Trecho de origem:

########################################

A necessidade de um investimento intencional e contínuo na formação inicial e continuada dos profissionais da educação mostra-se, portanto, central para a construção de uma escola verdadeiramente comprometida com a educação antirracista e com a promoção da equidade. Conforme orienta a Resolução CNE/CP nº 01/2004, o trabalho com a temática étnico-racial não se limita à mera inclusão de novos conteúdos curriculares de forma acrítica e isolada. Implica, de modo mais profundo, repensar as relações sociais e pedagógicas, os procedimentos de ensino, as condições de aprendizagem e, em última análise, os próprios objetivos da educação escolar. Este repensar exige dos gestores, coordenadores e docentes muito mais do que boa vontade, demanda um repertório teórico e prático fundamentado em referenciais como as epistemologias negras e as pedagogias decoloniais, capazes de iluminar os mecanismos de reprodução do racismo estrutural no cotidiano da escola e de apontar caminhos para sua superação.

########################################

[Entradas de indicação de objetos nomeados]
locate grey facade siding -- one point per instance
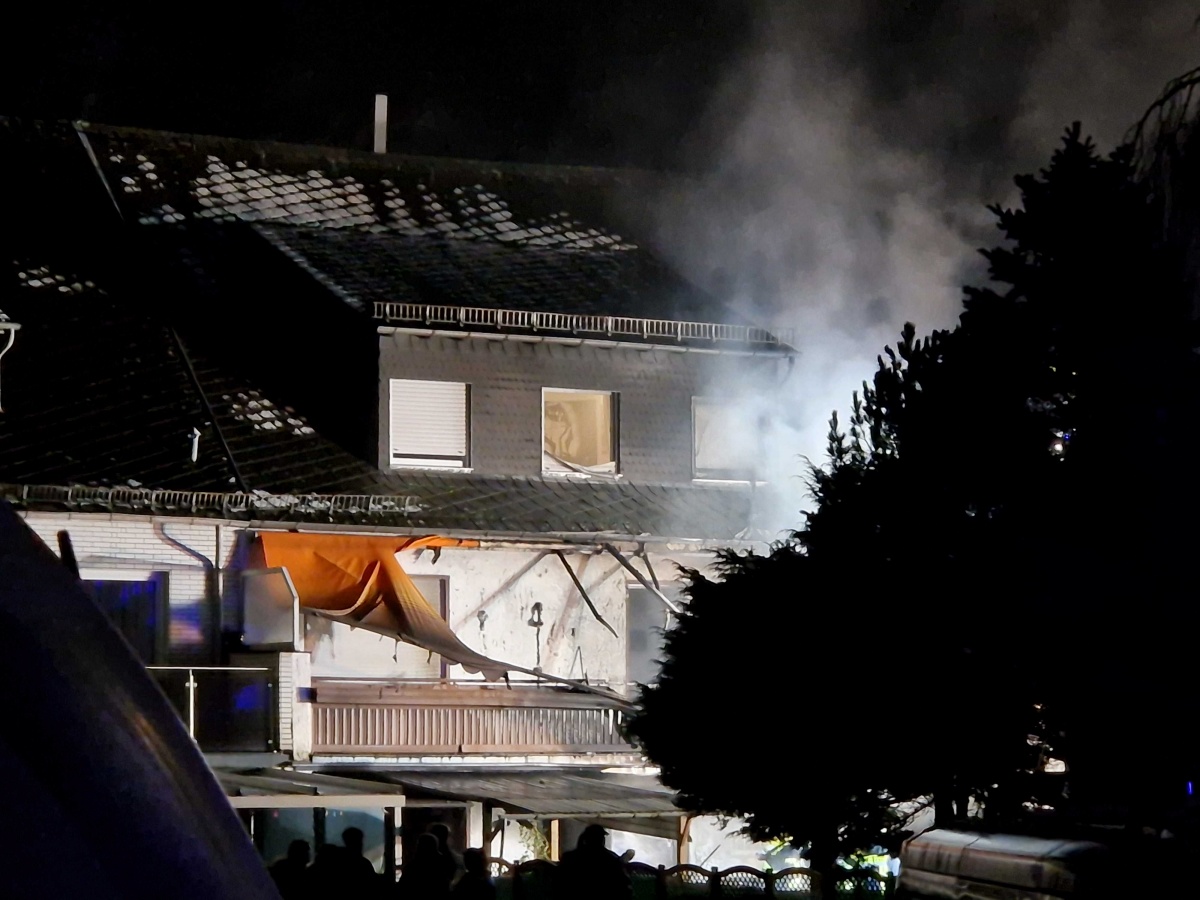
(655, 389)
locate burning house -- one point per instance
(383, 466)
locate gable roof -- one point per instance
(399, 229)
(117, 400)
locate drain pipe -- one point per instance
(10, 328)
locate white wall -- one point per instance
(491, 598)
(184, 549)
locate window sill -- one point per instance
(402, 467)
(583, 475)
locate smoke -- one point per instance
(841, 173)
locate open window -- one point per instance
(579, 431)
(430, 424)
(724, 443)
(136, 603)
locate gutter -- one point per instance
(53, 498)
(780, 351)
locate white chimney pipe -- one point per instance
(7, 335)
(381, 124)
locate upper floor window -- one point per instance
(579, 431)
(430, 424)
(724, 444)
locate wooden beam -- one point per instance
(311, 801)
(641, 579)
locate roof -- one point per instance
(630, 803)
(550, 795)
(166, 408)
(388, 228)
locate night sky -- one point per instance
(840, 155)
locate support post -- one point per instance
(318, 828)
(641, 579)
(389, 844)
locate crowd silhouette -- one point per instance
(435, 871)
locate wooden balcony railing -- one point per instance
(400, 719)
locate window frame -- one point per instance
(745, 475)
(613, 430)
(161, 580)
(429, 462)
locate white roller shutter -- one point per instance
(429, 424)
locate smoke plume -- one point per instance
(844, 165)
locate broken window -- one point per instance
(579, 431)
(724, 443)
(430, 424)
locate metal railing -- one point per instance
(581, 324)
(232, 504)
(466, 729)
(235, 712)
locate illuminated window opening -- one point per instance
(579, 432)
(723, 448)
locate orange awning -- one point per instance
(358, 581)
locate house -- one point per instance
(384, 466)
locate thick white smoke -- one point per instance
(841, 205)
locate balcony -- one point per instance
(353, 718)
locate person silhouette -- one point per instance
(451, 861)
(592, 871)
(358, 868)
(475, 882)
(289, 873)
(328, 869)
(425, 875)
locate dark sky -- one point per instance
(597, 83)
(607, 83)
(840, 153)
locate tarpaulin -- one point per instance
(359, 581)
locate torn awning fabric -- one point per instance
(358, 581)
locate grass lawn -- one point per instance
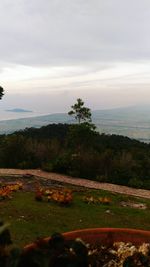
(30, 219)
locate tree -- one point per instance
(1, 92)
(80, 112)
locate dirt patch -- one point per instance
(140, 206)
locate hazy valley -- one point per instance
(133, 122)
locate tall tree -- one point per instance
(1, 92)
(80, 112)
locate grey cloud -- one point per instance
(57, 32)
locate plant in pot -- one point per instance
(102, 247)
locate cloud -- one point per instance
(69, 32)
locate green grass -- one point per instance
(30, 219)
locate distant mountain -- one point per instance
(20, 110)
(133, 122)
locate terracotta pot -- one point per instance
(105, 236)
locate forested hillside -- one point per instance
(79, 151)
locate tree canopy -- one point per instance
(80, 112)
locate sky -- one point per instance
(53, 52)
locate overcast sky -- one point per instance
(54, 51)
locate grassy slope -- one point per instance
(30, 219)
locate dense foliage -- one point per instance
(80, 151)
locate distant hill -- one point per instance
(133, 122)
(18, 110)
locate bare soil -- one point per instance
(54, 178)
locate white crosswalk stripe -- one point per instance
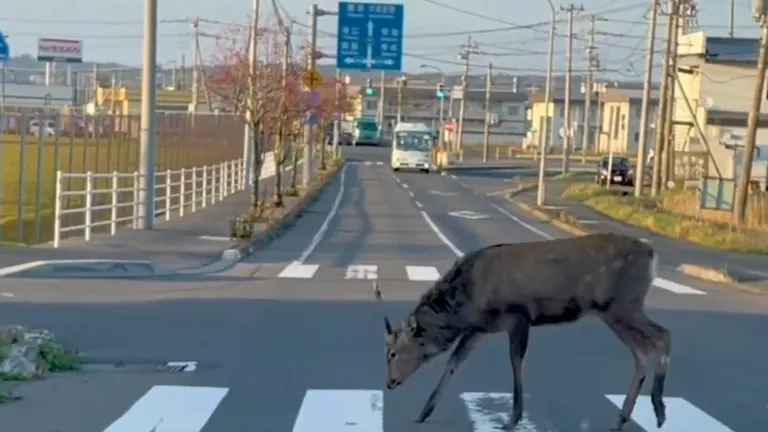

########################################

Tarefa proposta 1:
Responda às perguntas sobre o trecho acerca de educação antirracista:
(a) Qual resolução é citada como orientação para o trabalho com a temática étnico-racial?
(b) De quais profissionais o repensar exige muito mais do que boa vontade?
(c) Que referenciais são mencionados como fundamento do repertório teórico e prático?
Tarefa proposta 2:
Por favor, prolongue o trecho sobre educação antirracista, começando logo depois da última frase.

Resposta do exercício 1:
(a) A Resolução CNE/CP nº 01/2004.
(b) Dos gestores, coordenadores e docentes.
(c) As epistemologias negras e as pedagogias decoloniais.

Resposta do exercício 2:
Diante desse cenário, este artigo tem como objetivo analisar a gestão democrática para a diversidade, com foco específico na Educação Escolar Quilombola, articulando de forma crítica e propositiva quatro pilares interligados, sejam eles: a formação docente antirracista, as epistemologias negras como fundamento teórico, o Projeto Político-Pedagógico como expressão coletiva e a participação comunitária como princípio indissociável. Busca-se compreender como esses elementos, em sinergia, podem contribuir para a construção de uma escola que não apenas reconheça e valorize os saberes, as práticas culturais e os modos de vida das comunidades quilombolas, mas que se constitua como um espaço de contra conduta pedagógica e de afirmação de um projeto de sociedade plural e democrático. A tese central que orienta esta discussão é a de que a gestão democrática, no contexto quilombola, só se realizará plenamente quando se transformar em uma ferramenta de governança comunitária do conhecimento, onde a comunidade detenha o poder de definir os fins e os meios da educação de seus filhos e filhas, rompendo com um histórico de imposição curricular e de negação epistêmica.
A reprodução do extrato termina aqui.